* [GOAL 1] Please copy out the part of the records below that opens with the line containing "Find the bent" and runs through the last line of the records, keeping every line the same and leaving out the picture markers.

======== SOURCE EXCERPT

IF PEOPLE HAD EVER colonized the moon, they would have built such houses. White stone rectangles clustered across the lunar black rock interior of Lanzarote. This is the most volcanic Canary Island, the least vegetated. The capital Arrecife is just a conurbation of white housing blocks, sectioned off by streets and palm trees. To its south is Puerto del Carmen, the resort town, where there are hotels, pools, tennis courts, and holiday guests. Most of them are English, but some of the guests are Estonians too. There are some Welsh people here as well.

“That’s why we make you pay a toll at the end of the bridge,” a Welsh woman shouted at an Englishman by the pool. “To stop all you English from coming into our bloody country!”

You can find the Estonians ringing the pools, paperbacks in hand. Their goal is to soak up the sun, to get brown by the second of June, et saada pruuniks, teiseks juuniks, as the refrain to a popular song goes. Upon return to the fatherland, the quality of their vacation will be assessed by their skin tone. The old ladies will grip them by the wrist outside the Konsum supermarket and study them through their spectacles. “Oh, my, look how brown you are, dear.” This is what the Estonians pay for. Some tan well, becoming a moreno mellow gold, and the ones with light hair and light eyes look exotic with their brown skin. Others cannot get brown for their lives, but rather turn more miserable shades of wet pink, like a melting strawberry ice cream.

Estonians on holiday are not really friendly to other Estonians. There is little sense of camaraderie in crossing the paths of fellow countryman on a far-off isle. They do come from a rather small country and speak a rather unique language, but this is viewed as purely incidental, a rather irrelevant technicality. Those other Estonians are still strangers. I’m reading The Shipping News by Annie Proulx. I identify with Quoyle. My daughter is like Bunny.

***

I don’t have the resources to put on an Italian or Estonian Easter for our daughter, aged 8, who is with me this Easter on Lanzarote. When we booked the package trip a year ago, we must not have paid attention exactly to when Easter was. To put on an Italian Easter requires family, and we have no other family here, and it also requires a feast, and I don’t have the patience or skill to assemble trays of manicotti and lasagne for just two people. To put on an Estonian Easter requires a box of eggs and a bag of onions, just so I can use their peels to dye the eggs that wonderful kaleidoscopic color, as the Estonians do. Then she and I can play that game where you hit the eggs against each other to see whose egg is strongest. Whoever thought up that game must have been really bored. I decide to give the girl an American Easter. I purchase a dozen chocolate eggs from a nearby shop and hide them in our bungalow. She finds them.

================
======== GIVEN ENTRIES

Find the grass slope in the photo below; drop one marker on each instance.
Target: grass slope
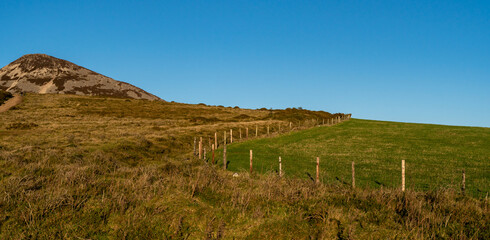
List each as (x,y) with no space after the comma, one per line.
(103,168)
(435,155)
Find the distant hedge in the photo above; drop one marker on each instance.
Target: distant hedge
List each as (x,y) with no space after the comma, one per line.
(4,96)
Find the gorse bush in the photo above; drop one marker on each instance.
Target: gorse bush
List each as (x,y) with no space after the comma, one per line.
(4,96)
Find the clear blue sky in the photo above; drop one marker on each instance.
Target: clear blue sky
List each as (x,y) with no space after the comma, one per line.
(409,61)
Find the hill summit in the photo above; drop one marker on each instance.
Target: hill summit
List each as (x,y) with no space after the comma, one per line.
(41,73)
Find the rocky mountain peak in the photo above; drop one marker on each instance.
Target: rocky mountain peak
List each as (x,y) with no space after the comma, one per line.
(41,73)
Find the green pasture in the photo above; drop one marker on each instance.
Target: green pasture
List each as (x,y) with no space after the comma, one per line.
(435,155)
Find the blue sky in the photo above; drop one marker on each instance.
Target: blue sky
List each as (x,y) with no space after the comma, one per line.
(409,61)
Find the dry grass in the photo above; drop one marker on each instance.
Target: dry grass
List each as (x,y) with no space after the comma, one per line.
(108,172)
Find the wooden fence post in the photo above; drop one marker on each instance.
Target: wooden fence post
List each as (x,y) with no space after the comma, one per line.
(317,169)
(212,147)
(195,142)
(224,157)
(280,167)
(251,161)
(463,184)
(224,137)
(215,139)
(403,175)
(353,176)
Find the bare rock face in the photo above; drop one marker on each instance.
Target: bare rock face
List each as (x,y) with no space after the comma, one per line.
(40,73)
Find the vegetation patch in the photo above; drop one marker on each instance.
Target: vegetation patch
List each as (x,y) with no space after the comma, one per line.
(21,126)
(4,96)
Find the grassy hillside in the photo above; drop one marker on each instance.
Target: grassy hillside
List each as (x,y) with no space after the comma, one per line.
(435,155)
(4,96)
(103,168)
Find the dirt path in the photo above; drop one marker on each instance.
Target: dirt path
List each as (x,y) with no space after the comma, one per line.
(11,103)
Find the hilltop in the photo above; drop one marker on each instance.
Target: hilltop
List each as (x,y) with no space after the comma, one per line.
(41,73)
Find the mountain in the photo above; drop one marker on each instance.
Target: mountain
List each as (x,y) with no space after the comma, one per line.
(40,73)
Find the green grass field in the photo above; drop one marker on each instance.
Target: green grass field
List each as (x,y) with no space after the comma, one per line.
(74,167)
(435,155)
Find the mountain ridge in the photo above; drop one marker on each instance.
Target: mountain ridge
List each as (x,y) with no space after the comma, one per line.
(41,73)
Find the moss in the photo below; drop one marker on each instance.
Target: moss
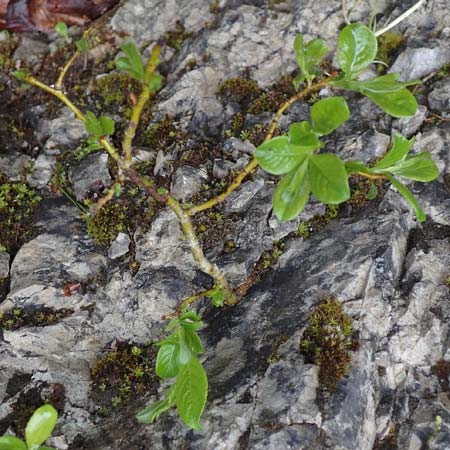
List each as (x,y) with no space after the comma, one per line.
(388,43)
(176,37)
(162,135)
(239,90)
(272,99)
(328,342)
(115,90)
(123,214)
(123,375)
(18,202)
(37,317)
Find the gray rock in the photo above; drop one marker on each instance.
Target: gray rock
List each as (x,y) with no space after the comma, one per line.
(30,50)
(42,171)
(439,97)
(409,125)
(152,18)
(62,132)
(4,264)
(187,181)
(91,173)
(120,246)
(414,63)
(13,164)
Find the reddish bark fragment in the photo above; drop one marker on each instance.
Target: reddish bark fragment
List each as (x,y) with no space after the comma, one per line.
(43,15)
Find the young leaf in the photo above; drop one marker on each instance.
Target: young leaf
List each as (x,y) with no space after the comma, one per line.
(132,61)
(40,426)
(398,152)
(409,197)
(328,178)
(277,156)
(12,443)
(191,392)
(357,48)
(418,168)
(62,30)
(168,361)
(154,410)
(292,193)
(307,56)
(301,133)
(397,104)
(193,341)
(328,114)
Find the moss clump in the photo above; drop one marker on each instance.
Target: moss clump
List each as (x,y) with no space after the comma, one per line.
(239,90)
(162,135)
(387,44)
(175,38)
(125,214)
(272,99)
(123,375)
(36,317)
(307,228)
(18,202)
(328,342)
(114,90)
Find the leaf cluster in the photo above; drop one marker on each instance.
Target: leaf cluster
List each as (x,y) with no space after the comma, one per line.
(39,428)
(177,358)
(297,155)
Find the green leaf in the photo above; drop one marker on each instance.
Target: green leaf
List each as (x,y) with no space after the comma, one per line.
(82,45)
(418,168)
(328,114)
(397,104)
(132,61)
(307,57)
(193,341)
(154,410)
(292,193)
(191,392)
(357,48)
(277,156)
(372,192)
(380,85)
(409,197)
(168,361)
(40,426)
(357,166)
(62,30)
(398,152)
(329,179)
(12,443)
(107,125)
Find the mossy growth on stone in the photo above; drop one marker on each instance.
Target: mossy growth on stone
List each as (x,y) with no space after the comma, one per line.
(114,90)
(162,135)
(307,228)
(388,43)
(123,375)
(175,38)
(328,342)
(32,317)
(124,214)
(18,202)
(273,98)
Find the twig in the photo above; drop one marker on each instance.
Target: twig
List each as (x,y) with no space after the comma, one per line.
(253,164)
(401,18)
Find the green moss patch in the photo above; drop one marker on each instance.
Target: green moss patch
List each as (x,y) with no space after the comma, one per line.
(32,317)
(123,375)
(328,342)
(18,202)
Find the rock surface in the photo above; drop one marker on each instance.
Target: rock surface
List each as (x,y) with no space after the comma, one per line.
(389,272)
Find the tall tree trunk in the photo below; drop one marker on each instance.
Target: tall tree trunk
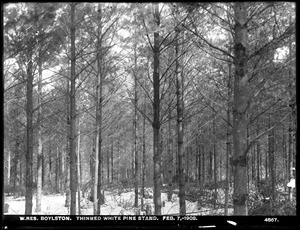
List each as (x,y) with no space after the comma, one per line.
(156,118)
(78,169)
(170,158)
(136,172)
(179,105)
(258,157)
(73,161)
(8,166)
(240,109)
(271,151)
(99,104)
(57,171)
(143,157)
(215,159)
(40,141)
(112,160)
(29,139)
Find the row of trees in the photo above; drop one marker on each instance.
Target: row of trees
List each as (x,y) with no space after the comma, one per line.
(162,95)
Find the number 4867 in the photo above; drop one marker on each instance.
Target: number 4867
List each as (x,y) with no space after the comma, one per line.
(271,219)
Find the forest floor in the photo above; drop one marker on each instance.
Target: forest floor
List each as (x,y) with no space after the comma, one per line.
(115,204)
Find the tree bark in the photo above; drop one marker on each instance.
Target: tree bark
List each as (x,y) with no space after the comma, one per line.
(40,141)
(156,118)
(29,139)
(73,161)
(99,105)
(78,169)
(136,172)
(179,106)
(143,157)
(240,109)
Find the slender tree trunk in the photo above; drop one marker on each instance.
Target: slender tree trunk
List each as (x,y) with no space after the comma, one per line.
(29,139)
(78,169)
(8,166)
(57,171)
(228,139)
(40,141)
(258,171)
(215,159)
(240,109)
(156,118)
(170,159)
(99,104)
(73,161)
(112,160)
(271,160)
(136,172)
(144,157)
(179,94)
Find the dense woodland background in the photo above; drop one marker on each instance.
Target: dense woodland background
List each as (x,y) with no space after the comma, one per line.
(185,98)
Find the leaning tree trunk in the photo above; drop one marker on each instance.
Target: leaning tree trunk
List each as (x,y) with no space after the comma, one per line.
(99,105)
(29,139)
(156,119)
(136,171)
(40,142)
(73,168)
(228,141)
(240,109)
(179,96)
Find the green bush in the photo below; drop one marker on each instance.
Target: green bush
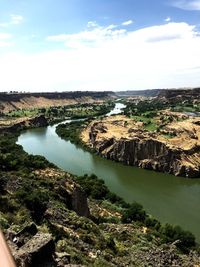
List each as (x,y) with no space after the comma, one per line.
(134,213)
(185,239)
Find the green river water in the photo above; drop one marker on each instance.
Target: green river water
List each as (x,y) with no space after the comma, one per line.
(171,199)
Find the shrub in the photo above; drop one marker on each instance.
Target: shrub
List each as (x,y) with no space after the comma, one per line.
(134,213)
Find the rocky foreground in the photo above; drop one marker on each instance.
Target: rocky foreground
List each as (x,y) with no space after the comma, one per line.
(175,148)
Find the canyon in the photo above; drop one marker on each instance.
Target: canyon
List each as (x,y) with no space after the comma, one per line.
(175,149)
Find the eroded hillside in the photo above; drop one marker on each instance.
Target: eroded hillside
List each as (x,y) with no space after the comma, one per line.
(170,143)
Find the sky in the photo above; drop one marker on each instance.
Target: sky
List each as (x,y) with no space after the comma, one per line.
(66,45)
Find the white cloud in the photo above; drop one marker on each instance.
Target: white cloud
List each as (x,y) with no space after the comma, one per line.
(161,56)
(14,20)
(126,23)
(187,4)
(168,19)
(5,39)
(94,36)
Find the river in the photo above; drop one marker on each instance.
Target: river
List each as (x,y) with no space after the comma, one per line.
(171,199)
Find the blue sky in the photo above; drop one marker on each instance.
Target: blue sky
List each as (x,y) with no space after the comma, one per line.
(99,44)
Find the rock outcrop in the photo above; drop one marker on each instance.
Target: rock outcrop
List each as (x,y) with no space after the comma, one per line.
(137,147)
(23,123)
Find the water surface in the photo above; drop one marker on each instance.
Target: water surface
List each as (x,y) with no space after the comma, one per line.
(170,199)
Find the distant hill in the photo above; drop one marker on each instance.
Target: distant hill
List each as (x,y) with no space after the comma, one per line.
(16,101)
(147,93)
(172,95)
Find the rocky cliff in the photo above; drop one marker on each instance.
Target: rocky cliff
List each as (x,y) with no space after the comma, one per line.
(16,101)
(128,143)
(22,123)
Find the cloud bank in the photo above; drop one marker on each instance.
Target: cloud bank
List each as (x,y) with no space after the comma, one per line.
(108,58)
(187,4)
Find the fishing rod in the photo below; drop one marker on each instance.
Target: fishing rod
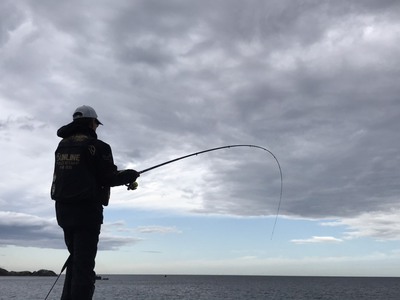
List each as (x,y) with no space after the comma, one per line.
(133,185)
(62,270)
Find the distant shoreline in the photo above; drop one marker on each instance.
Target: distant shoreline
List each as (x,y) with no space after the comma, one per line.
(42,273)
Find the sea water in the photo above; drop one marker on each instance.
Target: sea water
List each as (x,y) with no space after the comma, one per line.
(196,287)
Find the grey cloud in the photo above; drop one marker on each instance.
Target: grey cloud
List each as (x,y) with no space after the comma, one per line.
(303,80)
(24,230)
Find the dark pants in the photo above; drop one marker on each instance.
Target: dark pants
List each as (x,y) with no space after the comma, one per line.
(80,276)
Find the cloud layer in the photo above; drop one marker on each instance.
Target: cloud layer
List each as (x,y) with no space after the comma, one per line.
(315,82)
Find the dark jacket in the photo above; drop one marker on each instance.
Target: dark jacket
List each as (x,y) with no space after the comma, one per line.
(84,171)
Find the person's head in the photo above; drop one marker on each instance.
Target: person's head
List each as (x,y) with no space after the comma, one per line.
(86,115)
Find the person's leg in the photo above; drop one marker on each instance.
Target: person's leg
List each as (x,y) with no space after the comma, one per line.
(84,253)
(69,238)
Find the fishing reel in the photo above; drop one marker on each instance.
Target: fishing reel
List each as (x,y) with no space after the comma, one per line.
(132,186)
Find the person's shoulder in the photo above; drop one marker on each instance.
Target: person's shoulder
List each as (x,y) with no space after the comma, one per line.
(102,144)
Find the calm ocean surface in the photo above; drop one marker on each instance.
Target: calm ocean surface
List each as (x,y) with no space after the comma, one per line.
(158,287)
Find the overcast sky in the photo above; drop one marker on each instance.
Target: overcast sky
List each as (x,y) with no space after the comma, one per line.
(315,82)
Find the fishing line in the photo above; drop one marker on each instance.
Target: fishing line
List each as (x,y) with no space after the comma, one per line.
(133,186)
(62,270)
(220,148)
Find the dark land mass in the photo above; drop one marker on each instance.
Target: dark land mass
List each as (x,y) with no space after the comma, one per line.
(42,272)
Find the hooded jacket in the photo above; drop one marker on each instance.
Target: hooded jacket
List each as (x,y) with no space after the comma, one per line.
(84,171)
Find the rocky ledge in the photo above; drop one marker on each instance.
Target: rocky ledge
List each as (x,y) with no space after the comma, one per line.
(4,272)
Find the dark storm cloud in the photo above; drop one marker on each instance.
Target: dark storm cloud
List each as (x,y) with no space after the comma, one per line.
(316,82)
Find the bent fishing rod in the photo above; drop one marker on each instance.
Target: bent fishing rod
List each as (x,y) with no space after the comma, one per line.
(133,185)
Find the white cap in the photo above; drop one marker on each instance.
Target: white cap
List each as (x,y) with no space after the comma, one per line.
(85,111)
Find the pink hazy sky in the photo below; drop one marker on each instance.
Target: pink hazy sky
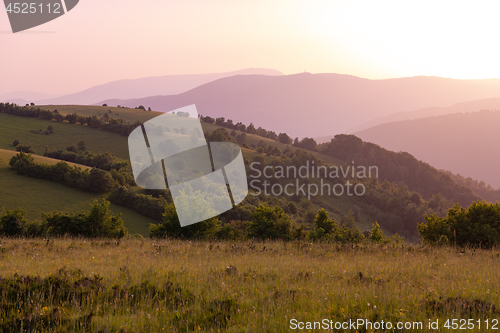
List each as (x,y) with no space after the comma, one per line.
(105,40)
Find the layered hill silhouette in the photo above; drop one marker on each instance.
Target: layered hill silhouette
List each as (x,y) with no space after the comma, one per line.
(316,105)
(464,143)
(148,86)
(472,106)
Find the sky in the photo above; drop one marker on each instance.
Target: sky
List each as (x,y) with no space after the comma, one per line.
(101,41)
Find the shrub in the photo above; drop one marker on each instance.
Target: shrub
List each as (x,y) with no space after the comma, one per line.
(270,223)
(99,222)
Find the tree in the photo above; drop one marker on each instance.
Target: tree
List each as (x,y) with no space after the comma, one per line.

================

* [GOAL 2] Extend the Lanzarote holiday piece above, starting right after its final sentence.

* [FINAL RESULT 1]
Find the bent fishing rod in the photo above; drop one marker on each instance.
Target: bent fishing rod
List each as (x,y) with no space after the comma, one per line.
(133,185)
Find the white cap in the photo above; drop one marker on each instance.
Target: white cap
List each as (x,y) with no space after the comma, one per line.
(85,111)
Find the pink hazy sky in the photo below; drop one marker on each instance.
Target: pink hazy sky
List each as (x,y) with no space after the comma, one per line.
(105,40)
Find the layered hill silhouette in the photo above; drop one marker on each instance.
Target: layered hill silhouette
List each as (x,y) with no space after the comma, one per line.
(316,105)
(464,143)
(148,86)
(472,106)
Find the sky in the photo above; drop one marker on each instance.
Target: sky
List each as (x,y) with no space after the comma, one per line.
(101,41)
Find the shrub in the photo above; drop one marker on each instance.
Target: shrub
List each as (x,y) with no space after the comma, one per line.
(270,223)
(99,222)
Find the tree in the photo above; drop one marker on each instance.
Target: tree
List each as (x,y) with no space after the comma, one per line.

* [FINAL RESULT 2]
***

Every night at the resort there is a children’s disco. Could there be any better evidence of the success of the European project than an Estonian girl sipping ginger ale through a straw and playing games with German, Dutch, and Danish children? Her best friends are a set of red-headed twin girls from England. They get into all kinds of mischief. They get sticky goo from a vending machine full of cheap kids toys and toss it until it sticks to the ceiling. Then they stand on the pool table and use the cues to scrape it down. Sometimes I have to help them. 

Mimmo, a Sicilian with a pencil-thin mustache and white hat who entertains the children during the disco, has befriended me because according to him we are both Italians. Canarios can count the number of Americans they’ve seen on the islands on one hand. Maybe four.

The woman who entertains the children with Mimmo is named Marcela. She is a native Canaria and is very vibrant, loud, playful, enthusiastic, voluptuous. Marcela has chestnut hair and green eyes and freckles on her cheeks. Canarian women are as welcome to me as the sun itself. Whenever I see Marcela, or Teresa, who is from La Gomera but lives on Lanzarote, and who works at the supermarket down the street, I feel warm. I linger there as I buy bananas.

***

After breakfast, I rent a car and we drive to the north of the island. We leave Puerto del Carmen and then pass Arrecife, ride along the pretty rocky coastline to Guatiza, Mala, Arrieta, and Punta Mujeres. “Are you sad you’re not with your family on Easter?” I ask my daughter, who is half dozing in the passenger’s side seat, while munching on a bag of potato chips. “No,” she says. We pass some more black stretches of volcanic rock and come into Orzola, a fishing village at the north end of the island. The main street is called Calle la Quemadila, where we park our car. Many rows of white rectangle houses, some trimmed with royal blue, stand along the street. Mysterious Canarian women with chestnut hair blowing in the salty wind, their hard-luck brothers pressing seafood menus into hands. The cafes are full of locals, fishermen with white curly hair and thick brown fingers smoking pipes and lazing aimlessly in the sun.   

I feel so comfortable here, on an island. I grew up on an island, and when I am in Estonia, I hear from the people of Hiiumaa Island and Saaremaa Island that they feel the same. We need the sea around, a coast, a line where things begin and end. Who could really settle for a river or a hill with a castle on top? To live inland will drive any real islander mad. To stare out at the sea, to look out on all that endless blue, that blends into the sky, blends into more blue gives one a feeling of solitude that is awesome, infinite, and terrifying. It swallows all, just like time.

By the harbor, I see there is an apartment for rent. “Do you like it here?” I ask my daughter, her yellow hair tossed about by the ocean winds. “Yes, I do,” she says. “It’s so warm here, and in Estonia it’s still so cold. Estonia is like, well, like a cold land.” A bead of sweat leaves her forehead and runs down her cheek. It looks like a tear. We could just take that room for rent, get a plate of fried fish, I think. Later go back the hotel to pick up our things. There’s nothing to lose. There’s nowhere to run to, as Martha and the Vandellas once sang, nowhere to hide.

Se Alquila.

We could just stay here now if we really wanted to.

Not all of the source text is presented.